Re: [RFC PATCH 3/5] mm: zswap: load fully stored large folios

Linux Documentation
 help / color / mirror / Atom feed

From: Yosry Ahmed <yosry@kernel.org>
To: fujunjie <fujunjie1@qq.com>
Cc: Andrew Morton <akpm@linux-foundation.org>,
	 Johannes Weiner <hannes@cmpxchg.org>,
	Chris Li <chrisl@kernel.org>, Kairui Song <kasong@tencent.com>,
	 Nhat Pham <nphamcs@gmail.com>,
	linux-mm@kvack.org, linux-kernel@vger.kernel.org,
	 linux-doc@vger.kernel.org, Jonathan Corbet <corbet@lwn.net>,
	 David Hildenbrand <david@kernel.org>,
	Ryan Roberts <ryan.roberts@arm.com>,
	 Barry Song <baohua@kernel.org>,
	Baolin Wang <baolin.wang@linux.alibaba.com>,
	 Chengming Zhou <chengming.zhou@linux.dev>,
	Baoquan He <bhe@redhat.com>, Lorenzo Stoakes <ljs@kernel.org>,
	 Michal Hocko <mhocko@kernel.org>,
	Roman Gushchin <roman.gushchin@linux.dev>,
	 Shakeel Butt <shakeel.butt@linux.dev>
Subject: Re: [RFC PATCH 3/5] mm: zswap: load fully stored large folios
Date: Mon, 11 May 2026 22:38:07 +0000	[thread overview]
Message-ID: <agJV-73LaAzMqDBg@google.com> (raw)
In-Reply-To: <tencent_69E7E93D1E47766E922D48B9EA9FD1140D09@qq.com>

On Fri, May 08, 2026 at 08:20:31PM +0000, fujunjie wrote:
> zswap_store() already stores every base page of a large folio as a
> separate zswap entry and tears the whole folio back down on store
> failure. The load side still rejects any large folio, which forces the
> swapin path to avoid mTHP swapin once zswap has ever been enabled.
> 
> Use zswap_entry_batch() to distinguish three cases: the whole range is
> absent from zswap and should fall through to the disk backend, the whole
> range is present and can be decompressed one base page at a time, or the
> range is mixed and must be treated as an invalid large-folio backend
> selection.
> 
> After all entries decompress successfully, mark the folio uptodate and
> dirty, account the mTHP swpin stat once for the folio, account one ZSWPIN
> event per base page, and invalidate each zswap entry because the
> swapcache folio becomes authoritative.

**Set problem a**
Return everything in the listing from the line containing "For every instance of the open" down to the end of the listing, with each line unchanged.
The text above and the listing that comes next are unrelated to each other.

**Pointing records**
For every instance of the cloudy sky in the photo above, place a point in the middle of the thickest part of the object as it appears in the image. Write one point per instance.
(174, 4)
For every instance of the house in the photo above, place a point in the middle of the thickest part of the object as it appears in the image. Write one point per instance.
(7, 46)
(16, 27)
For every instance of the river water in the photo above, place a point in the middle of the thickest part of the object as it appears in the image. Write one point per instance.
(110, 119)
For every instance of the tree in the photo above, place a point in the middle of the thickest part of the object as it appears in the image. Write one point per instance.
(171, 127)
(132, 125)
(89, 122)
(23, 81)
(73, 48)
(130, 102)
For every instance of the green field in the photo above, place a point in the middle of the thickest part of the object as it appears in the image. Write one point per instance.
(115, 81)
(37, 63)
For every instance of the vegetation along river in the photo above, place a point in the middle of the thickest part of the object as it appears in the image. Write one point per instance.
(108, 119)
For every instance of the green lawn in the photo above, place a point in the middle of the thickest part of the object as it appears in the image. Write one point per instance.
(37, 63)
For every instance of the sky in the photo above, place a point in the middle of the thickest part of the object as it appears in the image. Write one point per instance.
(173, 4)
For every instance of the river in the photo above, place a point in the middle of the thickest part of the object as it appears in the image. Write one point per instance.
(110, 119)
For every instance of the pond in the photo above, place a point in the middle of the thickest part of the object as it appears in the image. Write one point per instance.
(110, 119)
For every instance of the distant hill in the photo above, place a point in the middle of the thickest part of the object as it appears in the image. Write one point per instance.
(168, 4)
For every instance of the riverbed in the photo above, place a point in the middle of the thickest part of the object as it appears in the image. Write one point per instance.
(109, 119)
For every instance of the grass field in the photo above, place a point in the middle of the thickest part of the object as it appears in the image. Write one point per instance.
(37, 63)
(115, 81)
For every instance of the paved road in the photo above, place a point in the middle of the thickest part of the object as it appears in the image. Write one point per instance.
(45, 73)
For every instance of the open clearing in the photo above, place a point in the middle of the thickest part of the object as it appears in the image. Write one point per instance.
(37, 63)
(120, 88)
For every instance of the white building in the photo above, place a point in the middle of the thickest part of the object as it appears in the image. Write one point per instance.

**Set problem b**
Write out everything from "On Fri, May" down to "ever been enabled." in the zswap patch reply again, replacing "rejects" with "refuses".

**Complete answer a**
For every instance of the open clearing in the photo above, place a point in the middle of the thickest part of the object as it appears in the image. Write one point per instance.
(37, 63)
(120, 88)
For every instance of the white building in the photo above, place a point in the middle of the thickest part of the object as it appears in the image. Write one point per instance.

**Complete answer b**
On Fri, May 08, 2026 at 08:20:31PM +0000, fujunjie wrote:
> zswap_store() already stores every base page of a large folio as a
> separate zswap entry and tears the whole folio back down on store
> failure. The load side still refuses any large folio, which forces the
> swapin path to avoid mTHP swapin once zswap has ever been enabled.